▶ WHAT YOU HAVE TO DO: Return the data below in full, matching every line exactly.

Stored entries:
········
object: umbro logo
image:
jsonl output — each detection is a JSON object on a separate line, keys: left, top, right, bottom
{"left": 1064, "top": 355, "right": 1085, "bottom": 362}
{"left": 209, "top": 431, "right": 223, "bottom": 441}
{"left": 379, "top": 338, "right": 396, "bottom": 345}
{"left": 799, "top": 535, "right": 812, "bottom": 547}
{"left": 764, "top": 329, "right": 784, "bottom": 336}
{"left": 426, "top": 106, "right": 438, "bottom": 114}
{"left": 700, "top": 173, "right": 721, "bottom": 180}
········
▶ ANSWER AREA:
object: umbro logo
image:
jsonl output — each detection is a JSON object on a separate line, keys: left, top, right, bottom
{"left": 1064, "top": 355, "right": 1085, "bottom": 362}
{"left": 209, "top": 431, "right": 223, "bottom": 441}
{"left": 379, "top": 338, "right": 396, "bottom": 345}
{"left": 799, "top": 535, "right": 812, "bottom": 547}
{"left": 764, "top": 329, "right": 784, "bottom": 336}
{"left": 426, "top": 106, "right": 438, "bottom": 114}
{"left": 700, "top": 173, "right": 721, "bottom": 180}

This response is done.